_TEXT SHOWN_
-- -- --

To me, trout fishing, in particular fly-fishing, is many things, but above all, it is a conversation, a communication — with a creature to which we are connected by common ancestry not so very long ago (420 million years, give or take). The rod, the line and the hook are the tools of this communication, but the fly or lure is the ultimate translator between languages, between our world of names, structures, systems and hierarchies and theirs of instinct, impulse and experience. Trout fishing connects us not only to our ancestral past, but to our legacy as hunter-gatherers, to a time when we needed to catch and kill in order to survive. This, I have concluded after many years of doing it, must be primarily why we fish, to satisfy some latent impulse deep in our evolutionary fabric — even if now, as we release the fish, it is more of a kind of predatory performance art. (One could argue that many, or all, sporting activities are.) It is not, however, nor has it ever been, simply about the predation itself, but the whole assemblage of steps before and after, about engaging our senses with a larger interconnected whole (from anticipation and pursuit to the preparation and eventual ingestion of our prey).

-- -- --

_GIVEN INSTRUCTION 1_
In the passage on trout fishing, roughly how long ago did humans and trout share a common ancestor?
_GIVEN INSTRUCTION 2_
List each thing the passage on trout fishing names as part of our world, the world the fly or lure translates from.

_RAW DATA_

-- -- --

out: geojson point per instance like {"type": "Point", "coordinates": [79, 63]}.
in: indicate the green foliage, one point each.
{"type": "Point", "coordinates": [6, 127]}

-- -- --

_WRITTEN RESPONSE 1_
About 420 million years ago.

_WRITTEN RESPONSE 2_
Names, structures, systems, hierarchies